Point labeling data based on photos:

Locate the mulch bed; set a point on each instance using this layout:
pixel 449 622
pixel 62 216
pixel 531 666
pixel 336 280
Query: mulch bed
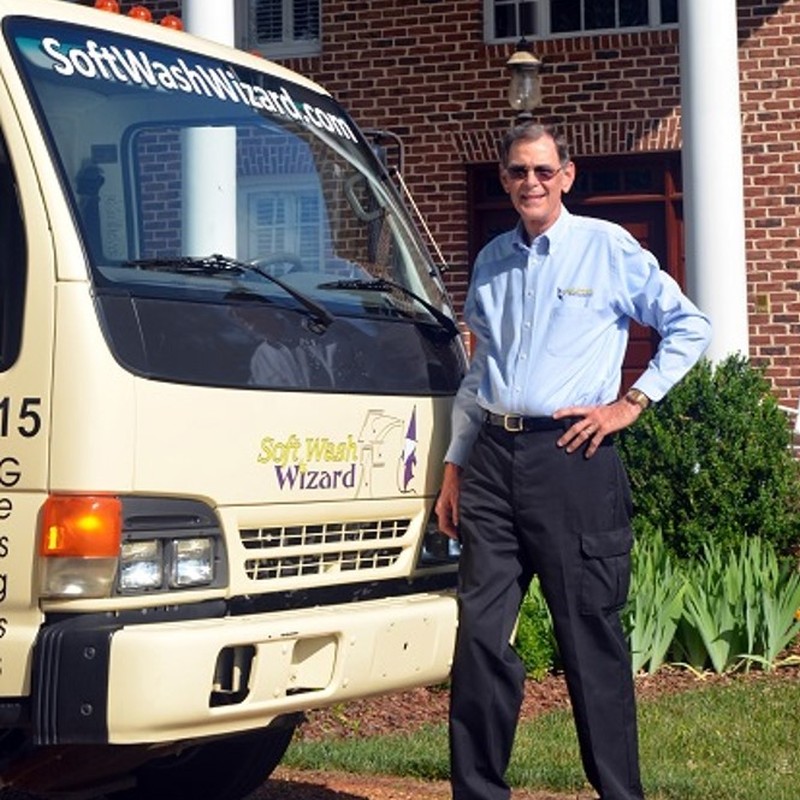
pixel 408 711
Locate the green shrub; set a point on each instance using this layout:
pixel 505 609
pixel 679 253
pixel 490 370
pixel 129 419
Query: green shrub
pixel 712 462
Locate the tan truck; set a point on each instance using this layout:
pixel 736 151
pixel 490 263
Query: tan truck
pixel 227 362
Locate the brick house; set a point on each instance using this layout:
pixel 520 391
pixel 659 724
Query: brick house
pixel 434 73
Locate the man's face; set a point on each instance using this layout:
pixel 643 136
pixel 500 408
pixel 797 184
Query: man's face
pixel 537 198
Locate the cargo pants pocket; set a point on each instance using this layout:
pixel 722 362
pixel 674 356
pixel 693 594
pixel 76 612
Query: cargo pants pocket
pixel 605 570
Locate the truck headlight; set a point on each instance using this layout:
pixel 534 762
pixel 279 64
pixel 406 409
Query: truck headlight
pixel 141 566
pixel 96 546
pixel 192 562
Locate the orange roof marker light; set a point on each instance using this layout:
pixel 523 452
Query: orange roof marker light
pixel 140 12
pixel 171 21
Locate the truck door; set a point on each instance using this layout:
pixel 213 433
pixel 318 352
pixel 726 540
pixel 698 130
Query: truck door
pixel 26 349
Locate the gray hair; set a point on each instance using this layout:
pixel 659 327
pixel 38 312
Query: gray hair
pixel 531 131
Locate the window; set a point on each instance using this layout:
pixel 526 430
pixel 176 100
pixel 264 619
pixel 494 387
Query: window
pixel 282 28
pixel 511 19
pixel 12 263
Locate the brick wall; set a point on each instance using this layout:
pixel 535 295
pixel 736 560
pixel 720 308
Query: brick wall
pixel 420 69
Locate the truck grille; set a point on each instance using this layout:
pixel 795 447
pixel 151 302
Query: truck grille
pixel 300 550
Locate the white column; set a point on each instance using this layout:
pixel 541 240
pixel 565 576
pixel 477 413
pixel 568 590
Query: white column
pixel 713 195
pixel 211 19
pixel 209 154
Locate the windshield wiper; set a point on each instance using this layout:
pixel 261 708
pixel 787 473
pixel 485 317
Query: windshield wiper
pixel 384 285
pixel 217 264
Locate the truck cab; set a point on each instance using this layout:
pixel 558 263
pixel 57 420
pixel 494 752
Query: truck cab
pixel 227 363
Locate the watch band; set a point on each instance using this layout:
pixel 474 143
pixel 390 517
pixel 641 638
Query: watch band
pixel 638 397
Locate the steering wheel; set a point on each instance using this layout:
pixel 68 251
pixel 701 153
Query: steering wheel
pixel 279 264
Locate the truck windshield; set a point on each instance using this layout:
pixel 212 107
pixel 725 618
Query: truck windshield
pixel 238 229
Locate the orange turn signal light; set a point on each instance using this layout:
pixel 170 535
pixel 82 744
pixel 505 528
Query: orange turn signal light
pixel 81 526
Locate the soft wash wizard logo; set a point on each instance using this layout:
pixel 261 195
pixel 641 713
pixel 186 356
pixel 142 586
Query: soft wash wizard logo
pixel 360 463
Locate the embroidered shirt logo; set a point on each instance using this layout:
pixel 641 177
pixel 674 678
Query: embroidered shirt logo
pixel 574 291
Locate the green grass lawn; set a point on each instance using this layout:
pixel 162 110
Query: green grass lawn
pixel 739 741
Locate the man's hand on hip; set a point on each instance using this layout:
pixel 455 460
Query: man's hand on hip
pixel 595 423
pixel 447 503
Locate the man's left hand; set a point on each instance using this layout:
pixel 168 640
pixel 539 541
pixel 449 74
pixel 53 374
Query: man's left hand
pixel 595 423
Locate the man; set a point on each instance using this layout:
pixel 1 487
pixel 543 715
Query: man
pixel 533 484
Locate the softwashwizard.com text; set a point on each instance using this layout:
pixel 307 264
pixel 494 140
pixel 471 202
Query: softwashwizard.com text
pixel 125 65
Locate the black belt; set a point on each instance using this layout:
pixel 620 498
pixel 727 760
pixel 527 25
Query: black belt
pixel 515 423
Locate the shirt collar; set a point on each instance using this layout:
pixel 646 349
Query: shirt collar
pixel 548 241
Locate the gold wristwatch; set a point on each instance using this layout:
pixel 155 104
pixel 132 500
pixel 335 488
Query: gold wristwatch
pixel 638 397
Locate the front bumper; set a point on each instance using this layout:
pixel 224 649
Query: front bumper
pixel 99 680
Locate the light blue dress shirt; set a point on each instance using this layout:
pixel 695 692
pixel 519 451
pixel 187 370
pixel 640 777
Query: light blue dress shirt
pixel 550 324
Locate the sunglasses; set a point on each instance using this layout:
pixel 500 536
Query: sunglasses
pixel 518 172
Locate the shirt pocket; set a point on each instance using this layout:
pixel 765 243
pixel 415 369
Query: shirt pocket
pixel 572 330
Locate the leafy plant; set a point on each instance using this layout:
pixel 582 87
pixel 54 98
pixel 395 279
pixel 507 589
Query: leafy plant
pixel 655 604
pixel 535 641
pixel 741 605
pixel 712 462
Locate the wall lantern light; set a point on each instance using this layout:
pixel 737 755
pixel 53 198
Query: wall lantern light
pixel 524 91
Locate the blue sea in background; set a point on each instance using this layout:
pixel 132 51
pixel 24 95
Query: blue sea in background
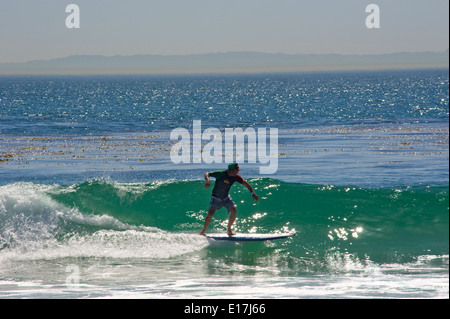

Task goal: Reproduce all of the material above word for word, leaving out the pictures.

Written response:
Locate the mulch bed; set a point on each instance using this layout:
pixel 449 622
pixel 62 216
pixel 531 666
pixel 336 280
Query: mulch bed
pixel 408 711
Locate the green shrub; set a point on each instance using this layout:
pixel 505 609
pixel 679 253
pixel 490 370
pixel 129 419
Query: green shrub
pixel 712 462
Locate the tan truck; set a point on each instance using this layout:
pixel 736 151
pixel 490 263
Query: tan truck
pixel 227 362
Locate the brick house; set a point on each instance using this layout:
pixel 520 391
pixel 659 724
Query: brick house
pixel 434 73
Locate the man's face; set a point on each instance using this layout:
pixel 643 136
pixel 500 408
pixel 797 184
Query: man's face
pixel 537 198
Locate the cargo pants pocket; set a point on each instance using this layout:
pixel 722 362
pixel 674 356
pixel 693 594
pixel 76 612
Query: cargo pants pocket
pixel 605 570
Locate the truck headlight; set a point on each instance using this layout:
pixel 534 762
pixel 279 64
pixel 406 409
Query: truck headlight
pixel 141 566
pixel 96 546
pixel 192 562
Locate the orange roof marker light; set a point on each instance using this layout:
pixel 523 452
Query: orange roof marker light
pixel 140 12
pixel 171 21
Locate the truck door; set a point on each instance using this layout:
pixel 213 433
pixel 318 352
pixel 726 540
pixel 698 130
Query: truck door
pixel 26 349
Locate the gray hair; set a point on each instance using this layout:
pixel 659 327
pixel 38 312
Query: gray hair
pixel 531 131
Locate the window; set a point on each instance using this layout:
pixel 526 430
pixel 176 100
pixel 264 619
pixel 494 387
Query: window
pixel 282 28
pixel 511 19
pixel 12 263
Locate the brick wall; set a point on each instance using this layout:
pixel 535 295
pixel 736 560
pixel 720 308
Query: brick wall
pixel 420 69
Locate the truck grille; set a point on each instance using this layout:
pixel 795 447
pixel 151 302
Query: truck grille
pixel 300 550
Locate the white column; set a point on each instance using this layout:
pixel 541 240
pixel 565 576
pixel 477 413
pixel 568 590
Query: white column
pixel 713 195
pixel 211 19
pixel 209 154
Locate the windshield wiper; set a point on each instance using this layout:
pixel 261 708
pixel 787 473
pixel 485 317
Query: windshield wiper
pixel 384 285
pixel 217 264
Locate the truck cab; set a point on each instance using this layout:
pixel 558 263
pixel 57 420
pixel 494 752
Query: truck cab
pixel 227 363
Locate the watch band; set a point on each instance using this layout:
pixel 474 143
pixel 390 517
pixel 641 638
Query: watch band
pixel 638 397
Locate the steering wheel; set a point on each instance using this layout:
pixel 68 251
pixel 701 153
Query: steering wheel
pixel 279 264
Locate the truck windshield; set a point on each instance using this layout:
pixel 212 107
pixel 725 618
Query: truck windshield
pixel 238 229
Locate the orange turn signal light; set a point on each instance using this layout:
pixel 170 535
pixel 82 744
pixel 505 528
Query: orange turn signal light
pixel 81 526
Locate the soft wash wizard logo; set a point on each instance using this layout:
pixel 261 195
pixel 641 713
pixel 186 356
pixel 142 586
Query: soft wash wizard logo
pixel 360 463
Locate the embroidered shirt logo; set a point on each instance using this layout:
pixel 641 177
pixel 674 678
Query: embroidered shirt logo
pixel 574 291
Locate the green grass lawn; set a point on each instance using this layout:
pixel 162 110
Query: green grass lawn
pixel 739 741
Locate the man's hand on hip; set a point on each instance using this layout:
pixel 455 460
Query: man's hand on hip
pixel 595 423
pixel 447 503
Locate the man's left hand; set a point on each instance using this layout:
pixel 168 640
pixel 539 541
pixel 449 74
pixel 53 374
Query: man's left hand
pixel 595 423
Locate the man; set a point on each instance using this layout:
pixel 1 487
pixel 543 715
Query: man
pixel 533 484
Locate the softwashwizard.com text; set a point on each instance using this layout:
pixel 307 264
pixel 494 140
pixel 471 202
Query: softwashwizard.com text
pixel 125 65
Locate the black belt; set a point on each instance using this layout:
pixel 620 498
pixel 727 760
pixel 527 25
Query: black belt
pixel 515 423
Locate the shirt collar; set a point on each instance using this layout:
pixel 646 349
Query: shirt collar
pixel 548 241
Locate the gold wristwatch; set a point on each instance using this layout:
pixel 155 104
pixel 132 500
pixel 335 488
Query: gold wristwatch
pixel 638 397
Locate the front bumper; set a point on each instance using this layout:
pixel 224 649
Query: front bumper
pixel 99 680
Locate the light blue dress shirt; set a point on each instance using this layout:
pixel 695 692
pixel 519 451
pixel 187 370
pixel 640 777
Query: light blue dress shirt
pixel 550 324
Locate the sunglasses; set a point on each instance using this layout:
pixel 500 536
Query: sunglasses
pixel 518 172
Locate the shirt pocket; set a point on each instance using this layout:
pixel 765 243
pixel 415 369
Query: shirt pocket
pixel 572 330
Locate the leafy plant; set a point on each instance using this layout:
pixel 582 87
pixel 54 98
pixel 395 279
pixel 507 589
Query: leafy plant
pixel 655 604
pixel 535 641
pixel 741 605
pixel 712 462
Locate the wall lantern light; set a point on each instance using this layout:
pixel 737 755
pixel 53 198
Query: wall lantern light
pixel 524 91
Locate the blue sea in background; set a point on each instance using this layout:
pixel 132 51
pixel 24 95
Query: blue sea in background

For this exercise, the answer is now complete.